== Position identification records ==
__________________________________________________
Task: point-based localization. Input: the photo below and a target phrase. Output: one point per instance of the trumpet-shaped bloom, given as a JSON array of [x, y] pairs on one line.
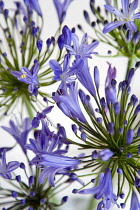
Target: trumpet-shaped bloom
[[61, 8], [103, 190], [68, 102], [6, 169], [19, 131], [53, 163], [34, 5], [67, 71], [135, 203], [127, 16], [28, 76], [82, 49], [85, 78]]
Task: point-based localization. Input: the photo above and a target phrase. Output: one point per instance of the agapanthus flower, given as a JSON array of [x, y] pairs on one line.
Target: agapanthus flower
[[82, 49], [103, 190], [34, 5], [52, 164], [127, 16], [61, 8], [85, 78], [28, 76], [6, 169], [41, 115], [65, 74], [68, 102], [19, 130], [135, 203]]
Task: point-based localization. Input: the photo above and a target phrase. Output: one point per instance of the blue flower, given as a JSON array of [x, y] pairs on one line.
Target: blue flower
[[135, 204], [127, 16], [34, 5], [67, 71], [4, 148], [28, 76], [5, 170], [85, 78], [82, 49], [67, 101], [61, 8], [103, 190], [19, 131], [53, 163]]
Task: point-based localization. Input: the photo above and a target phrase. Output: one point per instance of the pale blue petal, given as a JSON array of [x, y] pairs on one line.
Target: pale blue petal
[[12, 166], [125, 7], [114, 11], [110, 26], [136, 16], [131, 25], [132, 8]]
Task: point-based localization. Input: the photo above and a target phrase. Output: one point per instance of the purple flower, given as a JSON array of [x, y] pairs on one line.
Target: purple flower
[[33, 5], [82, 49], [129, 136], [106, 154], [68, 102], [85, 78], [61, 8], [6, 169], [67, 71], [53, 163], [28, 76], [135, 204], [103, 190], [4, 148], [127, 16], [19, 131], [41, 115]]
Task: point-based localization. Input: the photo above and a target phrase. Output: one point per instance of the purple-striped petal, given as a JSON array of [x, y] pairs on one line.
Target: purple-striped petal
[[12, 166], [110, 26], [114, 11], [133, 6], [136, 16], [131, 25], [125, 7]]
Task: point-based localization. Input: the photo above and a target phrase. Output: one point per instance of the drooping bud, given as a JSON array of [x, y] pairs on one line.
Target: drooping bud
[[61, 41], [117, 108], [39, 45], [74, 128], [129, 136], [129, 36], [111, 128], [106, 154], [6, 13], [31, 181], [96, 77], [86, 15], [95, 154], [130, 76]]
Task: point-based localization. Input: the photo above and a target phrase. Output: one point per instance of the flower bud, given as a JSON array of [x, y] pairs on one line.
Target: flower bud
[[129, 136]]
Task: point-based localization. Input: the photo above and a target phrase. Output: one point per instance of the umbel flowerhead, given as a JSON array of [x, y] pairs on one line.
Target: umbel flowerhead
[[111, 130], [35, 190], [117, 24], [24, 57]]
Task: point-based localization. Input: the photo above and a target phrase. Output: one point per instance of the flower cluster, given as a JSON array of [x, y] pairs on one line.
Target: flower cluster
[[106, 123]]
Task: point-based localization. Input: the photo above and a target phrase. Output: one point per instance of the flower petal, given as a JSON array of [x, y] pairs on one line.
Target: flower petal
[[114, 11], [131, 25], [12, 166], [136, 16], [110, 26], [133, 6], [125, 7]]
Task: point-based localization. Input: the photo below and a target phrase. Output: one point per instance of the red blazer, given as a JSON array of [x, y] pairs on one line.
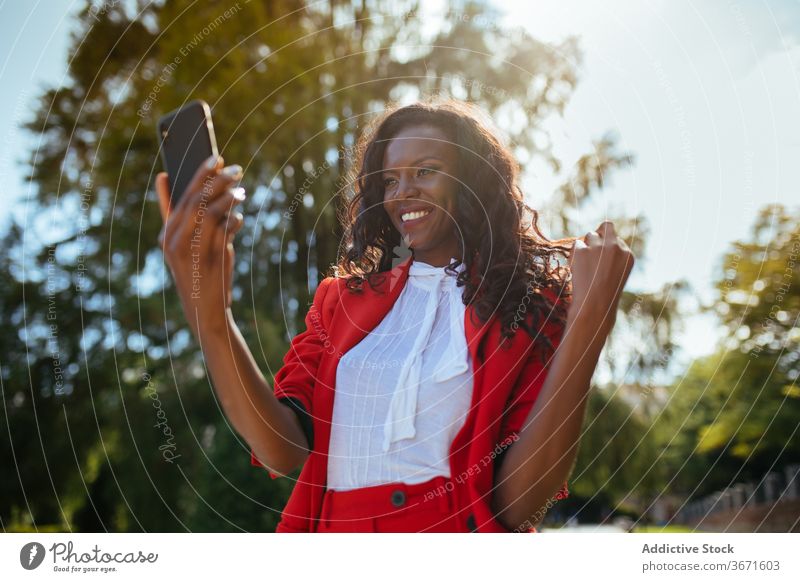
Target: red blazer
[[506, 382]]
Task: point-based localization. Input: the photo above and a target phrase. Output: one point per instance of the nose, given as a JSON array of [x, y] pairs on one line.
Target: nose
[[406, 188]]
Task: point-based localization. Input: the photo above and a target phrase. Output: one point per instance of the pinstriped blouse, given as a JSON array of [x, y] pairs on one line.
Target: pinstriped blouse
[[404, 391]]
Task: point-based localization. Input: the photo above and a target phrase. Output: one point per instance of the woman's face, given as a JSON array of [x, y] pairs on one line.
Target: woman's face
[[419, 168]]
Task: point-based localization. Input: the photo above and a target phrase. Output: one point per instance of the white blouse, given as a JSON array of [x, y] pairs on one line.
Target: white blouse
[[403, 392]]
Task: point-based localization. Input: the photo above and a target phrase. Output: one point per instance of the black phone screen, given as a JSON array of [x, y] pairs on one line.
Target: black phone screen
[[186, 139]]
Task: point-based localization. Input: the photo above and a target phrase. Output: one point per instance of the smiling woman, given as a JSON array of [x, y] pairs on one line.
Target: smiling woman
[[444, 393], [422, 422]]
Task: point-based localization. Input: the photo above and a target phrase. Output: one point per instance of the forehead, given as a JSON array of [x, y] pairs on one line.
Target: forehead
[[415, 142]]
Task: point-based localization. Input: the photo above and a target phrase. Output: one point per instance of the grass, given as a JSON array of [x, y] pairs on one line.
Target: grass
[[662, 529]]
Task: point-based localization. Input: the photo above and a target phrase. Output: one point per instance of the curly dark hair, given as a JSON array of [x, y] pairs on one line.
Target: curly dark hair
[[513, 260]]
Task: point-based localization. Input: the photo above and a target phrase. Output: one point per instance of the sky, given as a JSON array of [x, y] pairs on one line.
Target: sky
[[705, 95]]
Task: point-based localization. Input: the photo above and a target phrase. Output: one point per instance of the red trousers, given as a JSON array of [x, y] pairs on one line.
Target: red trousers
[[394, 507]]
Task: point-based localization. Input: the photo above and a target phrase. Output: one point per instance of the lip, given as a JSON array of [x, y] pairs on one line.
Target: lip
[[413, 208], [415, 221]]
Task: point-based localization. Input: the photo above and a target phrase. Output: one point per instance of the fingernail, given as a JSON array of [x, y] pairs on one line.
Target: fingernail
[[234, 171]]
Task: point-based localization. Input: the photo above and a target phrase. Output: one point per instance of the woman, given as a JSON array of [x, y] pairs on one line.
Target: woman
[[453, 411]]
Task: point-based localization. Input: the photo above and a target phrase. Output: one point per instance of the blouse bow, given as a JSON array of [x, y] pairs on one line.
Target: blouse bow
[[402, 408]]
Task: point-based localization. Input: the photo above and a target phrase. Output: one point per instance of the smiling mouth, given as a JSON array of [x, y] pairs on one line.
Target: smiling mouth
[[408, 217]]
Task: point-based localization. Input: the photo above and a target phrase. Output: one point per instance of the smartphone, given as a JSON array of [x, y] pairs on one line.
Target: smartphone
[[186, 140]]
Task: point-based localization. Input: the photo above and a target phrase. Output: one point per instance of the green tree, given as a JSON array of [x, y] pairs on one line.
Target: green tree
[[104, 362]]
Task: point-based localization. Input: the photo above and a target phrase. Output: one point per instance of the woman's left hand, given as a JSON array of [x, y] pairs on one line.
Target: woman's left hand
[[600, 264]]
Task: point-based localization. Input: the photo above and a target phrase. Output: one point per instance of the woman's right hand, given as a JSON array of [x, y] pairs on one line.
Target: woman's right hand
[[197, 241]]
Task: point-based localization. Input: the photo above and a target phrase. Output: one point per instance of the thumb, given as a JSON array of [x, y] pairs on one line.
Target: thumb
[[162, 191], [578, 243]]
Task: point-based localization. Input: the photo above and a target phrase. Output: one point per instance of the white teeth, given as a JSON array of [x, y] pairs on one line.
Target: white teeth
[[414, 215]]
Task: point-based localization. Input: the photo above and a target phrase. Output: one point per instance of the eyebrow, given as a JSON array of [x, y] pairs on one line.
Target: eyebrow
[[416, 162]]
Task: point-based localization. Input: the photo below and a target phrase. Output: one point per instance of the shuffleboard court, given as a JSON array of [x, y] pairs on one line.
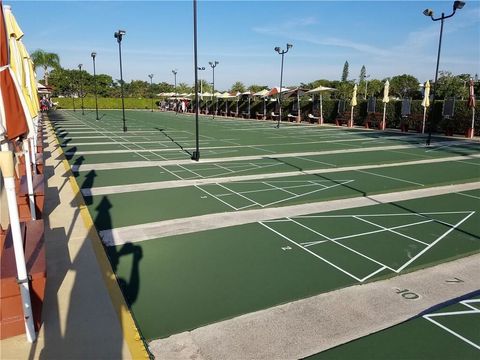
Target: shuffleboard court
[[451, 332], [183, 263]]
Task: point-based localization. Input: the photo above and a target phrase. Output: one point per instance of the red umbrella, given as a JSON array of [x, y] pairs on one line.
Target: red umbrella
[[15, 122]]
__________________________________________________
== GIVEN INSTRUCTION ==
Copy out, word for word, the rows from the line containing "white teeth, given" through the end of the rows, including both ends, and omit the pictures.

== EXERCISE SOLUTION ==
Task: point-based localization. Input: the photo above and a target phrase. Output: one point per instance of the white teeth, given as a JSON array of [x, y] pairs on one line.
Target: white teeth
[[414, 215]]
Task: point-based localization. Input: the photo above and a target phrase. Output: one point per instance of the eyebrow, given as a JSON array of [x, y] pairs on one line.
Target: eyebrow
[[416, 162]]
Task: point-based localization. Input: the photo below and a target phrase. Output: one point per instance of the shuffleboard court, given as a JSON array of [x, y] pairs on one line.
Target: shuffleboard court
[[451, 332], [183, 263]]
Task: point-based localization. Input: the photo above and a target phrase. Output: one point per instance of the red umbrella, given as a JSON array of [x, y] pairs on one line.
Target: red umbrella
[[15, 122]]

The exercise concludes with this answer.